Starting at the line that contains "Label: wall" and continuing through the last line of the entries, write out every line again, adding -148 to each bounding-box coordinate in the answers. Leave all other lines as they are, including the sample coordinates that show the answer format.

**DATA SHOWN**
-------------------------

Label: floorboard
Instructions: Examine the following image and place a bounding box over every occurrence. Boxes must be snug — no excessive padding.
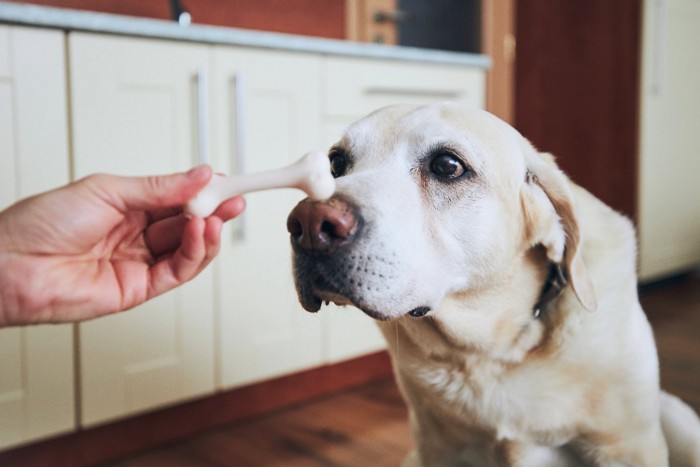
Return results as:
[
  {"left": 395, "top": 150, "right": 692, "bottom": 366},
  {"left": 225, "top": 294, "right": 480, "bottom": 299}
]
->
[{"left": 110, "top": 276, "right": 700, "bottom": 467}]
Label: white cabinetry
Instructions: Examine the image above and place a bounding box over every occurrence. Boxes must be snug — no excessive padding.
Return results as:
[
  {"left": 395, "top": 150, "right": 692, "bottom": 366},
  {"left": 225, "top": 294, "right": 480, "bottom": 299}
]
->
[
  {"left": 213, "top": 47, "right": 323, "bottom": 387},
  {"left": 321, "top": 57, "right": 485, "bottom": 362},
  {"left": 69, "top": 34, "right": 215, "bottom": 425},
  {"left": 639, "top": 0, "right": 700, "bottom": 280},
  {"left": 0, "top": 26, "right": 75, "bottom": 448}
]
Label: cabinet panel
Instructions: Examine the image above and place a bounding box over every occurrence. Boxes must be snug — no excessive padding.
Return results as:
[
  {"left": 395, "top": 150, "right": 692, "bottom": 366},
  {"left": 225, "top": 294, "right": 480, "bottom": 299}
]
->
[
  {"left": 70, "top": 34, "right": 214, "bottom": 425},
  {"left": 324, "top": 58, "right": 484, "bottom": 120},
  {"left": 0, "top": 27, "right": 75, "bottom": 448},
  {"left": 639, "top": 0, "right": 700, "bottom": 280},
  {"left": 214, "top": 48, "right": 323, "bottom": 387}
]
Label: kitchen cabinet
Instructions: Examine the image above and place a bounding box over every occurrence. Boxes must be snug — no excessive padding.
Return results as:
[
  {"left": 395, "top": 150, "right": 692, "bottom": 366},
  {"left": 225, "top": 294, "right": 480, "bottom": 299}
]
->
[
  {"left": 68, "top": 33, "right": 215, "bottom": 426},
  {"left": 0, "top": 26, "right": 75, "bottom": 448},
  {"left": 213, "top": 47, "right": 325, "bottom": 388},
  {"left": 321, "top": 57, "right": 485, "bottom": 363},
  {"left": 639, "top": 0, "right": 700, "bottom": 280}
]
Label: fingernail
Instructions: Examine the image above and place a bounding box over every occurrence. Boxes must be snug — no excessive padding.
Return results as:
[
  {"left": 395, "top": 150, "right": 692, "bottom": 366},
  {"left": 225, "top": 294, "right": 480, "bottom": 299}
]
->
[{"left": 185, "top": 164, "right": 207, "bottom": 180}]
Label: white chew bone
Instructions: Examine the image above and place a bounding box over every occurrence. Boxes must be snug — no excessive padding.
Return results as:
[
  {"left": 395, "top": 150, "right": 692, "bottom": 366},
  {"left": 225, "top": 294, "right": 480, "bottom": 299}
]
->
[{"left": 185, "top": 152, "right": 335, "bottom": 217}]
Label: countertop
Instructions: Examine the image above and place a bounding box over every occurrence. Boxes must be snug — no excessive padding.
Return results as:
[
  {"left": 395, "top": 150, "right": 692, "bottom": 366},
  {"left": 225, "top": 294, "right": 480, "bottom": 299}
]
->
[{"left": 0, "top": 1, "right": 491, "bottom": 68}]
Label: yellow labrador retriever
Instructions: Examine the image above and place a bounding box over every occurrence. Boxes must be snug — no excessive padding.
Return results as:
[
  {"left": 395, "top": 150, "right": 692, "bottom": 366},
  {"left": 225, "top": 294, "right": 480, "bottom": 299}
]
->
[{"left": 288, "top": 103, "right": 700, "bottom": 467}]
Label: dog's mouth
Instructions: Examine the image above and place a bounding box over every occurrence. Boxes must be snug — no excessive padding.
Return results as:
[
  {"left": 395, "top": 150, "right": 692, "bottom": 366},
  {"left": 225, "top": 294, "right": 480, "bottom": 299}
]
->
[{"left": 296, "top": 261, "right": 431, "bottom": 321}]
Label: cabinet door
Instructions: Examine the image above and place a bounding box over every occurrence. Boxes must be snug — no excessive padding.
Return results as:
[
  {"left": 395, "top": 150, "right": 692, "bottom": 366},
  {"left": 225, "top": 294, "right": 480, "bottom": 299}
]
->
[
  {"left": 70, "top": 34, "right": 214, "bottom": 425},
  {"left": 639, "top": 0, "right": 700, "bottom": 280},
  {"left": 0, "top": 26, "right": 75, "bottom": 448},
  {"left": 213, "top": 47, "right": 323, "bottom": 387}
]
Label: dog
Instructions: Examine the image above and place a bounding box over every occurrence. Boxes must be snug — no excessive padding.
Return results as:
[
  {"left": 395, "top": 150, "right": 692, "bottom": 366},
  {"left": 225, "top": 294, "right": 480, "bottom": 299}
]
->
[{"left": 287, "top": 102, "right": 700, "bottom": 467}]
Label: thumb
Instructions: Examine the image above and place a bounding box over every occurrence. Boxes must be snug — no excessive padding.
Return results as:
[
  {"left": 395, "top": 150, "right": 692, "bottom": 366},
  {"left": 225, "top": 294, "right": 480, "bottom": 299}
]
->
[{"left": 93, "top": 165, "right": 212, "bottom": 210}]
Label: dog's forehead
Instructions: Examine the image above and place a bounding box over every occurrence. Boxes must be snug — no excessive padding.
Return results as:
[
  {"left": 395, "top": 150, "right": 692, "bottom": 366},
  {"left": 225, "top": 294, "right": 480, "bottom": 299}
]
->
[{"left": 342, "top": 103, "right": 522, "bottom": 169}]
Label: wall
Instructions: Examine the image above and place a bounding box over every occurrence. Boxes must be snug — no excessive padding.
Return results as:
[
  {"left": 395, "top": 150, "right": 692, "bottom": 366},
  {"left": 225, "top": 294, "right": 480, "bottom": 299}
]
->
[{"left": 13, "top": 0, "right": 345, "bottom": 39}]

-------------------------

**EXPECTED OUTPUT**
Label: wall
Instructions: Examine the image above and place a bounding box over every occurrence. Boxes must be snug — no excessive padding.
Return results as:
[
  {"left": 395, "top": 150, "right": 692, "bottom": 366},
  {"left": 225, "top": 294, "right": 480, "bottom": 299}
]
->
[{"left": -135, "top": -148, "right": 197, "bottom": -109}]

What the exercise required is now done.